EXERCISE PROMPT: In the profile of Stribbell below, what business does he own in Macau?

SOURCE TEXT:

As a result, he returned to his passion for teaching. Upon graduating, Stribbell taught at a small school in Southern Alberta for eight years was passionately involved in sports, robotics and leadership.
One day, he came upon an advertisement looking for local principals to oversee Alberta’s first overseas school. “I was hoping that Macau was somewhere in the Caribbean, but in August 2006, I found out that it definitely was not,” he laughs.
Four years later after moving to Macau to work at TIS, Stribbell accepted the challenge of heading The International School of Macao. “I was in my 30s when I accepted this role. I guess people expected to see a principal with white hair,” he jokes.
Stribbell is the founder of the Canadian Overseas Schools Association. He has also served as the Supervisor for the Canadian International School of Phnom Penh in Cambodia since 2014 and has been the President of the Canadian Chamber of Commerce in Macau since 2013. He is also owner of Warrior Fitness, a combat gym in Macau. “It’s a hobby that started three years ago and has become an obsession. I started losing weight and joined boxing and MMA fights. Sometimes I even come to school with a black eye,” he laughs.
.The TIS principal is also passionate about social media, communications and marketing. He is particularly interested in strategically using these platforms to provide education with a greater voice. He would “love to establish a network of private schools that could partner with a parallel system of non-profit schools to support and service low-income families to give back to the community.”
Having spent a decade in Macau, Stribbell sees Asia as the place to be, not only in terms of economic potential but also academic. “Parents here are willing to invest everything in their kids’ education.” With that kind of regional and cultural commitment to education and future generations, Stribbell has no plans of returning to Canada anytime soon.

SUPPLIED MATERIAL:
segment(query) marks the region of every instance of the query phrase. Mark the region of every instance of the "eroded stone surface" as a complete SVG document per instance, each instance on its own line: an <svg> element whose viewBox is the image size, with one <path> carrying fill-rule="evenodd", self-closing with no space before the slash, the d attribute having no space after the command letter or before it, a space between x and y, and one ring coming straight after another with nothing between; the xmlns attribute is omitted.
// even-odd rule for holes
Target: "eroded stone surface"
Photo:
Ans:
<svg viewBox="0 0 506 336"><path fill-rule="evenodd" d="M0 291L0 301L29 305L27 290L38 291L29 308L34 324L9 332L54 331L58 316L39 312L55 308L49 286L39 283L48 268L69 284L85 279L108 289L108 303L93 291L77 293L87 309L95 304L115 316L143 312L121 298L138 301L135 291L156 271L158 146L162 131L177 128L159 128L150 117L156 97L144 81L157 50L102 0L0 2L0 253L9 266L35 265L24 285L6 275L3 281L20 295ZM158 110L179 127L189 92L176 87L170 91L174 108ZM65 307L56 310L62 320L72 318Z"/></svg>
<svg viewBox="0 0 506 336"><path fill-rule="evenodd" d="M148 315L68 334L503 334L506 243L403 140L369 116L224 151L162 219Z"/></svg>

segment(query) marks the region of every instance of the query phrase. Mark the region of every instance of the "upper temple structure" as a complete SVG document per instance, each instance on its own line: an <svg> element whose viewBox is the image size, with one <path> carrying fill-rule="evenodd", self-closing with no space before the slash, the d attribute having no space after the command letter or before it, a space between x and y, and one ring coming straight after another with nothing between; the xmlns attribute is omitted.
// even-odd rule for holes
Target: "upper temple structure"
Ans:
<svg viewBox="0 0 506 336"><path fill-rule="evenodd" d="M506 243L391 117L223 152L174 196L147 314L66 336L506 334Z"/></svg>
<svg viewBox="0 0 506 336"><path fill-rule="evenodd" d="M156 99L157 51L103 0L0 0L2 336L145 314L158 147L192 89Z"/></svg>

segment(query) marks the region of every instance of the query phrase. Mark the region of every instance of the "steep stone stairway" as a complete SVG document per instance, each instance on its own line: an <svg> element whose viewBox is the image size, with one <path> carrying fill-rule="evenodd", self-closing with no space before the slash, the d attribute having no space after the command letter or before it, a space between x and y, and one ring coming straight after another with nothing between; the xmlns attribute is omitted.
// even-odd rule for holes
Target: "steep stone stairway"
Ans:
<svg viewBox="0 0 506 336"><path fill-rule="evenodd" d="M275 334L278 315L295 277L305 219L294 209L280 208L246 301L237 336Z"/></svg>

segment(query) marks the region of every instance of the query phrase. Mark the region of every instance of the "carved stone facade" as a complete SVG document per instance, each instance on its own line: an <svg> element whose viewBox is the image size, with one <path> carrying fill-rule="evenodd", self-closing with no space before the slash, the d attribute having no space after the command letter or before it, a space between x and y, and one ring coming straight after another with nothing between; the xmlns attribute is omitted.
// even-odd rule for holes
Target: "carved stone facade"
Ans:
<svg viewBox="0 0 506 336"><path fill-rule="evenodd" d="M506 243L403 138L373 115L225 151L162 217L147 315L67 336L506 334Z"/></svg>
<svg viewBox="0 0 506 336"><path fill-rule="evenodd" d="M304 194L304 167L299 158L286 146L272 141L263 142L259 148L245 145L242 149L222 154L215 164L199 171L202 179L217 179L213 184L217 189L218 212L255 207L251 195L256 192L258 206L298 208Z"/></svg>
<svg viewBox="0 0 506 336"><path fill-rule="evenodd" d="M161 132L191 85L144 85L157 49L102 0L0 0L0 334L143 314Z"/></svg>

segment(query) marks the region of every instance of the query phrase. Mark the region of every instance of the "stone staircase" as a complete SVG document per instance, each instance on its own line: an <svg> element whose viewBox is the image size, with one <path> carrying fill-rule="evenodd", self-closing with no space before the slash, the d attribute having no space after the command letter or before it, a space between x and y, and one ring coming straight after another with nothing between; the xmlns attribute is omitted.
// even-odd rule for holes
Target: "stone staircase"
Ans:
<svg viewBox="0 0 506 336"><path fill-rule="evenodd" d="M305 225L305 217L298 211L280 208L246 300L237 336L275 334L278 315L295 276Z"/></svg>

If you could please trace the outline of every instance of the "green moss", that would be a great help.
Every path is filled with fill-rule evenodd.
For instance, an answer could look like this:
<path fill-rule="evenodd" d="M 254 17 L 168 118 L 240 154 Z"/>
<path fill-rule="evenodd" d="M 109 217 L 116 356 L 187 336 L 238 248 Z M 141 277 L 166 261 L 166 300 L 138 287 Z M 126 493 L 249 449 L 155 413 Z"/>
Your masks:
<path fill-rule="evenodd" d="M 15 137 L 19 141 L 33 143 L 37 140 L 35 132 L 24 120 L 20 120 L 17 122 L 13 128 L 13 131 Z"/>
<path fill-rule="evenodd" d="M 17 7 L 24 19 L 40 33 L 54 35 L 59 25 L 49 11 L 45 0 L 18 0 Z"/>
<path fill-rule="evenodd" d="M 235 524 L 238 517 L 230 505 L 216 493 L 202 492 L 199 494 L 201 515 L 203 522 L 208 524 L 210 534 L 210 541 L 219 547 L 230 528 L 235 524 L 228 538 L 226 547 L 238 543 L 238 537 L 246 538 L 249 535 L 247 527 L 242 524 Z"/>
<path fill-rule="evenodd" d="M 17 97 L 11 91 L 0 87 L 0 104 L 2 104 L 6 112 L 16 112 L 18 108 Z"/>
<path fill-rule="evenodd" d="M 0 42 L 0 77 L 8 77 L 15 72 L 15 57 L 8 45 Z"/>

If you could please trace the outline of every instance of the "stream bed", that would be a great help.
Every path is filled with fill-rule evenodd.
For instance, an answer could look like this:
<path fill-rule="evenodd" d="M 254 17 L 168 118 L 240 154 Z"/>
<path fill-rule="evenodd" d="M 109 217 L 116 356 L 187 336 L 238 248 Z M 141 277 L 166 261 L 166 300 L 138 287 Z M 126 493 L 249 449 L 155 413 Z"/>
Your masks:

SOLUTION TO THE PROBLEM: Warrior Fitness, a combat gym.